Work to complete: Return every line below that contains the word "grinder", copied in full.

Entries for bounding box labeling
****************

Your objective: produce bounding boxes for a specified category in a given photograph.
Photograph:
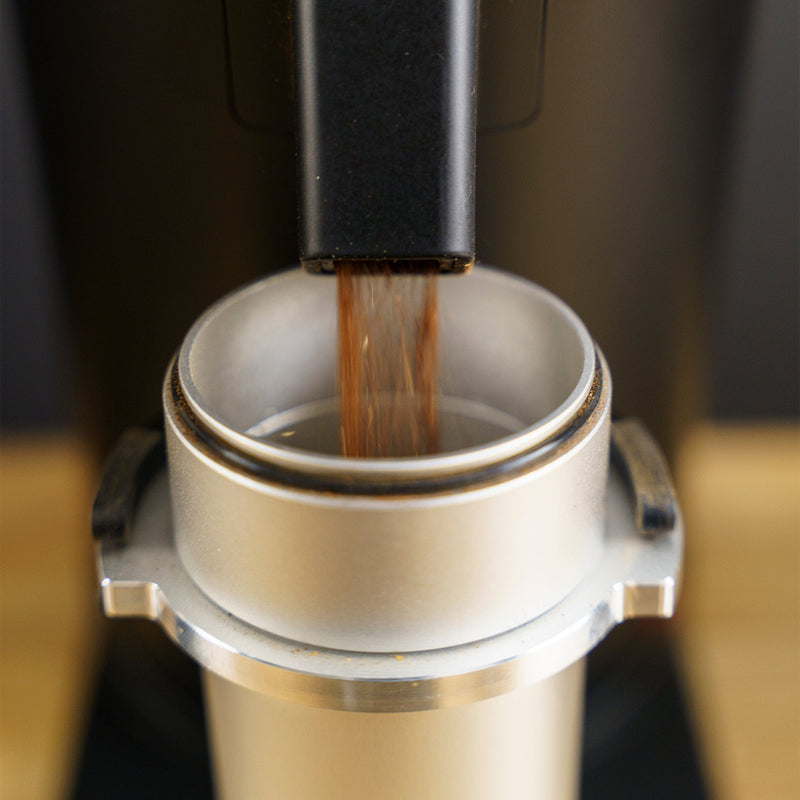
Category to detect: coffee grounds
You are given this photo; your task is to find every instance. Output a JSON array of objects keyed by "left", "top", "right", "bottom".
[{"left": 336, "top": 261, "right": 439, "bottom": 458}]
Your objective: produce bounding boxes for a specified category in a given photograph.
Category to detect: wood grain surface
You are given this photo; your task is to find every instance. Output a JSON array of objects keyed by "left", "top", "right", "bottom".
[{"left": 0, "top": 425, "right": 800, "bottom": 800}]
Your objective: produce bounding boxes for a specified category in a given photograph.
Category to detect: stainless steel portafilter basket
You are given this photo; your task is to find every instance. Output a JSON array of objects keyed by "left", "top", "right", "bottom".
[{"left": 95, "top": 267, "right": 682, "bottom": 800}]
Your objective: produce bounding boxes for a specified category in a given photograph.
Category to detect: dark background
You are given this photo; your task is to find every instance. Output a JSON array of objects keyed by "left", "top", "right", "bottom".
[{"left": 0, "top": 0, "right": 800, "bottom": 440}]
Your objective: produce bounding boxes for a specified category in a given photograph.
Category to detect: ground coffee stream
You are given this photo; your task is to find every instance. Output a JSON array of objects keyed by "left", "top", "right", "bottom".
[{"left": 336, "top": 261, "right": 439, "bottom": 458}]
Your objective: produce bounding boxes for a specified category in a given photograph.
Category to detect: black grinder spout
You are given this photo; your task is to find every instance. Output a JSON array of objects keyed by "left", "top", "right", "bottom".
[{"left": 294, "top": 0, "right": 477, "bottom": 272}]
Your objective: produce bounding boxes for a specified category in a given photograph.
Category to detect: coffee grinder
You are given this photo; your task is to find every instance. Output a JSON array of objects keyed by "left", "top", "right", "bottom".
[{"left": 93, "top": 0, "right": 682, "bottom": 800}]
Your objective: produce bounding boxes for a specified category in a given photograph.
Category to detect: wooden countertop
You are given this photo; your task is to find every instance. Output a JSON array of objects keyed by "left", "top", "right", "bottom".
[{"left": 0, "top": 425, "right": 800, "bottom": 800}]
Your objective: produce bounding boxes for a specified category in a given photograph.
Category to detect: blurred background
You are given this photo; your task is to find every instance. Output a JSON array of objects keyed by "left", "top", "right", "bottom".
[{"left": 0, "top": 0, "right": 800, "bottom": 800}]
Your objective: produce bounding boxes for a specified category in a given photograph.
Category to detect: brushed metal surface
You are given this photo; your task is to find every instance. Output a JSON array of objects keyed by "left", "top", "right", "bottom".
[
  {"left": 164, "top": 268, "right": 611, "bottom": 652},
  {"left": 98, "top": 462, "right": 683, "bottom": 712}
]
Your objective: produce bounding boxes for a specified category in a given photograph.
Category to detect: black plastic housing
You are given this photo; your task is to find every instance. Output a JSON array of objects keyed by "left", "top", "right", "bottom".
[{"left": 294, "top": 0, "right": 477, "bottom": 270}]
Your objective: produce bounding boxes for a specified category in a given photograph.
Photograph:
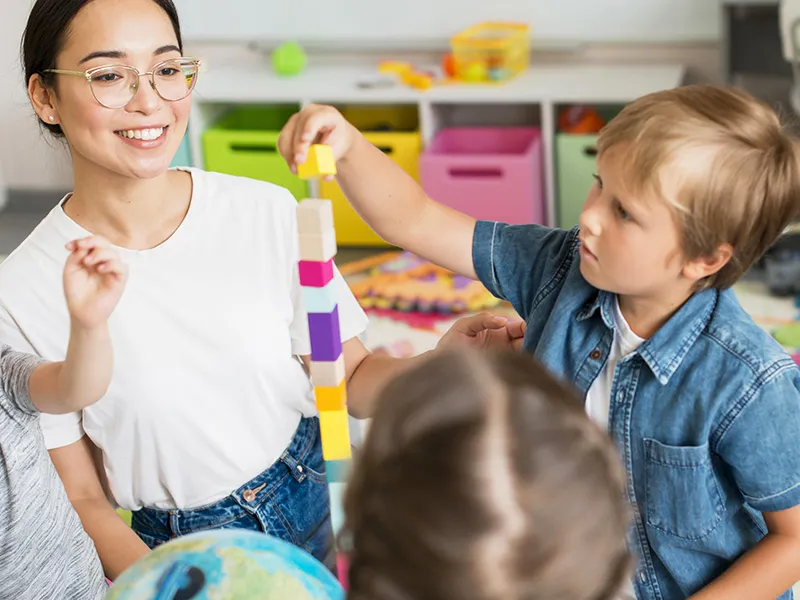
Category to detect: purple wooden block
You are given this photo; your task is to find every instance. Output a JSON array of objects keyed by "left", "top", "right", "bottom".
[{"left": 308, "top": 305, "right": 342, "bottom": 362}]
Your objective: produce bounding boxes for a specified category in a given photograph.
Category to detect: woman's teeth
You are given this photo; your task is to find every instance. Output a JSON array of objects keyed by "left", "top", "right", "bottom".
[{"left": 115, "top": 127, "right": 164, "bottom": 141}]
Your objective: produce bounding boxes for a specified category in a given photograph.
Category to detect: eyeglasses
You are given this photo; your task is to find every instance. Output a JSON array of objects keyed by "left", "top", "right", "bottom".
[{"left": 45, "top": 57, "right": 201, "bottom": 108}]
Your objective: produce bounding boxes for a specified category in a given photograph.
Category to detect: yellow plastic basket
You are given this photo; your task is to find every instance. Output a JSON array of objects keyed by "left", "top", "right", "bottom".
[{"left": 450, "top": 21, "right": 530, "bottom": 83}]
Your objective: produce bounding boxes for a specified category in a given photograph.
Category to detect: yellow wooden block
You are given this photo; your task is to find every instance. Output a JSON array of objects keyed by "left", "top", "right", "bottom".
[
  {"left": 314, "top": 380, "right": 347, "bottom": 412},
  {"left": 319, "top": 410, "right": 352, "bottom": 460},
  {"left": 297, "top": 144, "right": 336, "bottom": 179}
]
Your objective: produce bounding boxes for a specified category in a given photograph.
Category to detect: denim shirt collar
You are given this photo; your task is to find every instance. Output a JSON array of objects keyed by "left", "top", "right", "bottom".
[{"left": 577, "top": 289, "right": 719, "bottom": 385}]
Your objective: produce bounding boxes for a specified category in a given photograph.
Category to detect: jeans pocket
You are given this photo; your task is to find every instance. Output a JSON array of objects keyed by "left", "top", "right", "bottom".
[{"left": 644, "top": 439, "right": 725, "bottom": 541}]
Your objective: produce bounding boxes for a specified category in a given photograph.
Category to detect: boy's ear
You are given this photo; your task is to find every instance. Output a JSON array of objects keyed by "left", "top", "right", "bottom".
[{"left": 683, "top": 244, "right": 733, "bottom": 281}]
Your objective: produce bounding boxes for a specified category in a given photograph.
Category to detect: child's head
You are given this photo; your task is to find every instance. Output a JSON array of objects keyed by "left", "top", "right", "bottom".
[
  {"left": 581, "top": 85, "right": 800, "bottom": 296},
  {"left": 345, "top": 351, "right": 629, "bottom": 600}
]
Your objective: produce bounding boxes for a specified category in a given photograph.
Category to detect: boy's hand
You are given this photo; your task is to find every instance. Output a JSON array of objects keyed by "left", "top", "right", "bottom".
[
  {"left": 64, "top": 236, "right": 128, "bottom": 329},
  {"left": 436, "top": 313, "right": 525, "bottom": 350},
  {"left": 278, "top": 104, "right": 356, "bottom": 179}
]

****************

Task result:
Category to detect: black grinder spout
Category to detect: coffee grinder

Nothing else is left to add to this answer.